Output every line of the data exactly as it appears.

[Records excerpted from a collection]

========

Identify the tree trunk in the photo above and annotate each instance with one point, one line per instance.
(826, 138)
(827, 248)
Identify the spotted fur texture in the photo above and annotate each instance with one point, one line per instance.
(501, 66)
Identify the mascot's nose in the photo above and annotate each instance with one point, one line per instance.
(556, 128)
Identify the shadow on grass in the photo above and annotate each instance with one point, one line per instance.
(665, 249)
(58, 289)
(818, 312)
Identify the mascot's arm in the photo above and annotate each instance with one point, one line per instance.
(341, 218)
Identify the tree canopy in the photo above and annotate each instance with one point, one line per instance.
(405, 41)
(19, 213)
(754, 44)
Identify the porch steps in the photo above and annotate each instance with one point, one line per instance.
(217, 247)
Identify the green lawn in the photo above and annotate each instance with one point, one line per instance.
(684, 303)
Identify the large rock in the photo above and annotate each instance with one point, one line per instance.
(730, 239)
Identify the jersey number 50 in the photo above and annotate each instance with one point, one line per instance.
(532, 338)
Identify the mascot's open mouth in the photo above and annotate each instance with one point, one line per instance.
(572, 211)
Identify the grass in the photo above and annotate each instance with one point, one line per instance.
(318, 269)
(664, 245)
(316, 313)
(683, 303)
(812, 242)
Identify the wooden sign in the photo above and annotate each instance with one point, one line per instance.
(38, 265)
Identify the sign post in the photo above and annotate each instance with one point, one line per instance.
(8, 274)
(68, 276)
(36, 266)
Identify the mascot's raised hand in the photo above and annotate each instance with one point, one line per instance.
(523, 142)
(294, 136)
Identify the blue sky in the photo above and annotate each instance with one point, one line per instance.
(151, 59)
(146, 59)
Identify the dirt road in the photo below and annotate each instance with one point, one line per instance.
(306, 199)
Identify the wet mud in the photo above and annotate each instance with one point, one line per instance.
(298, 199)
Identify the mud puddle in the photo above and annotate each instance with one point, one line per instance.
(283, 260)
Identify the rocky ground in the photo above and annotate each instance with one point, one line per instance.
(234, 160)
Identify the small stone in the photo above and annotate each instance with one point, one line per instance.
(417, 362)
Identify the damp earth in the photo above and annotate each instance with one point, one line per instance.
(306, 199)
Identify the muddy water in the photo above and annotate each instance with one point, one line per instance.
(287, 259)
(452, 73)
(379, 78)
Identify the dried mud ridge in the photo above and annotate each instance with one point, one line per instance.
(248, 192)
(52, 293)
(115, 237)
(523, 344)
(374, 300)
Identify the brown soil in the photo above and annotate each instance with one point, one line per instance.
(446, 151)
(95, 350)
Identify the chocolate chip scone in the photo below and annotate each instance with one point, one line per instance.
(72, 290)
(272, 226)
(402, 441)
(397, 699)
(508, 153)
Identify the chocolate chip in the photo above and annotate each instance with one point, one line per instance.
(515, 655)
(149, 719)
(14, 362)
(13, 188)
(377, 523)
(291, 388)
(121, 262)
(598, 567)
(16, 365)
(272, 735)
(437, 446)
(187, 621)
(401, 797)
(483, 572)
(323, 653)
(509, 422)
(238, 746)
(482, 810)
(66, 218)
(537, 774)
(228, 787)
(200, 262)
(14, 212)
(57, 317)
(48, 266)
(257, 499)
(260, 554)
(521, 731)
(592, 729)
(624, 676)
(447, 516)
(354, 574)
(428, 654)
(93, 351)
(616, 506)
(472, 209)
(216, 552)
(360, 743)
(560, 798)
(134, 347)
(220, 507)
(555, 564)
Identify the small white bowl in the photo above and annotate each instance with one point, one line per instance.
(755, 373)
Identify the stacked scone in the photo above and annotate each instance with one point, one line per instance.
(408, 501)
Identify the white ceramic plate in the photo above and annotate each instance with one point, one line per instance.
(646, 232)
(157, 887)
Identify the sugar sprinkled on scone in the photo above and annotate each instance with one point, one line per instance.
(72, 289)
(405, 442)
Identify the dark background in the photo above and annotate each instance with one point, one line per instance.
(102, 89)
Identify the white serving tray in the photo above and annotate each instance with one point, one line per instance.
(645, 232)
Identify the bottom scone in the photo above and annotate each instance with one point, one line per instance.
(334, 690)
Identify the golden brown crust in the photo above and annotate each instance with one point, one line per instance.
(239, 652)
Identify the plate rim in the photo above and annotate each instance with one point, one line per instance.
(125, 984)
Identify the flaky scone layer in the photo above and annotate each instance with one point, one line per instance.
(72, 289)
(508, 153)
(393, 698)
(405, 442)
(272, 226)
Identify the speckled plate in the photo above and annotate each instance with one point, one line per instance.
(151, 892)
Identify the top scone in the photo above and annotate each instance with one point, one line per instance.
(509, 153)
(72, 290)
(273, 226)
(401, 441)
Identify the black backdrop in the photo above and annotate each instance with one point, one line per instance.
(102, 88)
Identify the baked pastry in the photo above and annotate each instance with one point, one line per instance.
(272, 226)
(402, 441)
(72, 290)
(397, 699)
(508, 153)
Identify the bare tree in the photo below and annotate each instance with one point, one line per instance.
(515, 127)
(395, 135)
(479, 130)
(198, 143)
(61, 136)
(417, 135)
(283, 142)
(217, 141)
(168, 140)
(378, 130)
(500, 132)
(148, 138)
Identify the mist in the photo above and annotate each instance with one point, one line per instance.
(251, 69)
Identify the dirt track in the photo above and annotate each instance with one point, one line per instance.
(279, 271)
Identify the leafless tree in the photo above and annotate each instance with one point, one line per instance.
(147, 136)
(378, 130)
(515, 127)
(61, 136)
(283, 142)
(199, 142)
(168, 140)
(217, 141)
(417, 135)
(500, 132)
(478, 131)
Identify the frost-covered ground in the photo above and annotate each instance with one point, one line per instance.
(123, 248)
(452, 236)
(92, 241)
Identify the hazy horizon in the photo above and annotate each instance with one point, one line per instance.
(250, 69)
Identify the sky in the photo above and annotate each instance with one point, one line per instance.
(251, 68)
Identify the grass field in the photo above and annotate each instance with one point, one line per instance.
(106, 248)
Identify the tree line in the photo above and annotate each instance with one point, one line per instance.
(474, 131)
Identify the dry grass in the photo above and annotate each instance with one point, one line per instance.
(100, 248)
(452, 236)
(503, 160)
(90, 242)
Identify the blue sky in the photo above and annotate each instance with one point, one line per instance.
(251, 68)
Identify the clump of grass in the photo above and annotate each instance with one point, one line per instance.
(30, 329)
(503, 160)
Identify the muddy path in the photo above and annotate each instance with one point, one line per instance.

========

EXERCISE RESPONSE>
Identify the tree trunk in the photo above and annotate each instance with one point, one line per instance.
(826, 138)
(827, 248)
Identify the spotted fur texture in the photo above and annotate each instance with one point, one line per instance.
(501, 66)
Identify the mascot's nose in the photo above and annotate each instance with one point, one line per instance.
(556, 128)
Identify the shadow on grass in the photo above and annotate each instance with one point, one line per instance.
(665, 249)
(58, 289)
(818, 312)
Identify the mascot's arm in the photo above and annotate each instance with one point, one line per instance.
(341, 218)
Identify the tree canopy in the photo above and annotate each instance with one point, one line per instance.
(405, 41)
(19, 213)
(754, 44)
Identify the porch steps in the photo above and annotate each instance with one point, one line per instance.
(217, 247)
Identify the green lawn in the photo above and annotate each instance with one point, one line per instance.
(684, 303)
Identify the large rock in the photo above and annotate each instance with one point, one line per instance.
(730, 239)
Identify the jersey number 50 in the photo above and annotate each instance with one point, one line per instance.
(532, 338)
Identify the mascot's open mouth in the photo above and annotate each instance with one point, one line per instance.
(572, 211)
Identify the grass in the photo above and annotate each instance with one point, one line per instance.
(318, 269)
(664, 245)
(316, 313)
(683, 303)
(812, 242)
Identify the wooden sign in the photo above and annotate each instance with one point, one line per instance.
(38, 265)
Identify the sign post in the photo above and annotate each instance with one point, one line per instance.
(8, 274)
(68, 276)
(36, 266)
Identify the mascot's raised hand in the photo above and annotate each instance with one point, one line per instance.
(523, 142)
(294, 136)
Identify the blue sky in the photo above and annotate each instance with one point, one line per instance.
(151, 59)
(146, 59)
Identify the dirt road in the photo below and annotate each instance with one point, one line per instance.
(306, 199)
Identify the wet mud in the photo above and annotate each instance with one point, one line per instance.
(298, 199)
Identify the mud puddle in the photo above and annotate each instance with one point, one line per instance.
(283, 260)
Identify the rocky ground in the photo above and annotate each instance with one point, one line per instance.
(234, 160)
Identify the small stone in the photo above and annotate each instance with one point, one line per instance.
(417, 362)
Identify the damp earth in the photo above and annotate each instance with one point, one line per instance.
(306, 199)
Identify the muddy water in the photo above and annotate each instance with one point, one line per instance.
(287, 259)
(452, 73)
(379, 78)
Identify the dried mud ridge in the photo above and annotate each instance with one point, one line per instance.
(248, 192)
(52, 293)
(115, 237)
(523, 344)
(374, 300)
Identify the brown soil in the photo above and annotate each instance with one point, one line per instance.
(446, 151)
(95, 350)
Identify the chocolate chip scone in the photo below and annotate each instance with one point, one line per instance.
(72, 290)
(272, 226)
(402, 441)
(397, 699)
(508, 153)
Identify the chocolate chip in the photo above and annotate each instance with one point, one line per instance.
(515, 655)
(149, 719)
(14, 362)
(13, 188)
(377, 523)
(291, 388)
(121, 262)
(598, 567)
(16, 365)
(272, 735)
(437, 446)
(187, 621)
(401, 797)
(483, 572)
(323, 653)
(509, 422)
(238, 746)
(482, 810)
(66, 218)
(537, 774)
(228, 787)
(200, 262)
(14, 212)
(57, 317)
(48, 266)
(257, 499)
(260, 554)
(521, 731)
(592, 729)
(624, 676)
(447, 516)
(354, 574)
(428, 654)
(93, 351)
(616, 506)
(472, 209)
(216, 552)
(360, 743)
(560, 798)
(134, 347)
(220, 507)
(555, 564)
Identify the small white bowl in the photo above and annotate each instance with one point, one line per instance.
(755, 373)
Identify the stacked scone in the photo above and annotate each instance with one point, one line per instance.
(408, 501)
Identify the white ceramic plate in the photo above and annotate each instance with one point, one line per instance.
(646, 232)
(157, 887)
Identify the sugar sprinkled on scone in the photo above and annotate each instance with one point, one line per instance.
(72, 289)
(405, 442)
Identify the dark background in the photo above and annotate each instance with one point, one line per instance.
(102, 89)
Identify the white serving tray in the photo above and annotate each instance with one point, one line per instance.
(645, 232)
Identify the bottom scone in the photo above and annotate each instance with one point, one line per instance.
(334, 690)
Identify the golden brown crust in the photo above and annotate each instance with one point, one line per instance.
(239, 652)
Identify the plate rim in the photo above and annotate each instance with one point, one line per instance.
(125, 984)
Identify the flaky scone layer in the photo above and annotate each instance with one point, one line per instance.
(72, 289)
(508, 153)
(393, 698)
(405, 442)
(272, 226)
Identify the speckled plate in the photo above and annotate each instance with one point, one line per instance.
(151, 892)
Identify the top scone in the photo above and annotate each instance with one point, one line per instance.
(509, 153)
(72, 290)
(273, 226)
(401, 441)
Identify the black backdrop in the photo above and annotate each instance with one point, one line per instance.
(102, 88)
Identify the baked pastry in the photo above and annotate each instance with one point, one line per instance.
(272, 226)
(402, 441)
(72, 290)
(397, 699)
(508, 153)
Identify the bare tree in the photo below and annotate each instance with one point, one line per instance.
(515, 127)
(395, 135)
(479, 130)
(198, 143)
(61, 136)
(417, 135)
(283, 142)
(217, 141)
(168, 140)
(378, 130)
(500, 132)
(148, 138)
Identify the mist in the photo above and annotate each instance with one point, one line per instance.
(251, 69)
Identify the dirt track in the photo above and annotate each instance with one point, one line per instance.
(279, 271)
Identify the leafless tree in the photo above and annotate each instance with one point, one line per instance.
(147, 136)
(378, 130)
(515, 127)
(61, 136)
(283, 142)
(199, 142)
(168, 140)
(217, 141)
(417, 135)
(500, 132)
(478, 131)
Identify the frost-covered ground in the photo above and annotate each instance with one point, one line per instance.
(123, 248)
(452, 236)
(92, 241)
Identify the hazy horizon in the photo above and annotate each instance with one point, one line per instance.
(250, 69)
Identify the sky in the photo above and annotate each instance with one point, one line per instance.
(251, 68)
Identify the grass field in the photo above and annotate each instance with one point, one line per instance.
(106, 248)
Identify the tree line in the photo above and annotate each instance with one point, one line per instance.
(474, 131)
Identify the dry grass in the photo above and annotate each instance with one point, one line per instance.
(100, 248)
(452, 236)
(503, 160)
(90, 242)
Identify the blue sky in the photo above and annotate each instance with one point, one line per instance.
(251, 68)
Identify the clump of grass in the photo above and annotate each instance with one point, one line per instance.
(30, 329)
(503, 160)
Identify the muddy path in the photo above and annotate each instance with one point, one line per instance.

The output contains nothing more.